PASSAGE SHOWN
>>

- Conference: Southern Conference
- Record: 2–8–1 (1–4–1 SoCon)
- Head coach: Jim Shuck (1st season);
- Home stadium: Alumni Memorial Field

= 1989 VMI Keydets football team =

American college football season

The 1989 VMI Keydets football team was an American football team that represented the Virginia Military Institute (VMI) as a member of the Southern Conference (SoCon) during the 1989 NCAA Division I-AA football season. In their first year under head coach Jim Shuck, the team compiled an overall record of 2–8–1, with a mark of 1–4–1 in conference play, tying for sixth place in the SoCon. In January 1989 Shuck was introduced as the 25th all-time head coach of the Keydets after serving as offensive coordinator at Army.

<<

WRITTEN PROBLEM A
From the article on the 1989 VMI Keydets football team, list every ordinal number, whether written as a word or in figures, in the order it appears.

RAW RECORDS
>>

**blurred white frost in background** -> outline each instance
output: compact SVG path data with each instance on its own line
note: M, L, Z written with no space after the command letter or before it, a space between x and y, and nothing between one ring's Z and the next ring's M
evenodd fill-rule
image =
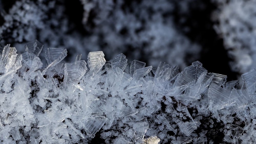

<<

WRITTEN PROBLEM B
Restate the records above word for word, omitting the pictures.

TASK OUTPUT A
1st, first, sixth, 25th

TASK OUTPUT B
**blurred white frost in background** -> outline each instance
output: compact SVG path data with each instance on its own line
note: M, L, Z written with no space after the command letter or before it, a space between x and y, and nothing between one ring's Z and the next ring's M
evenodd fill-rule
image =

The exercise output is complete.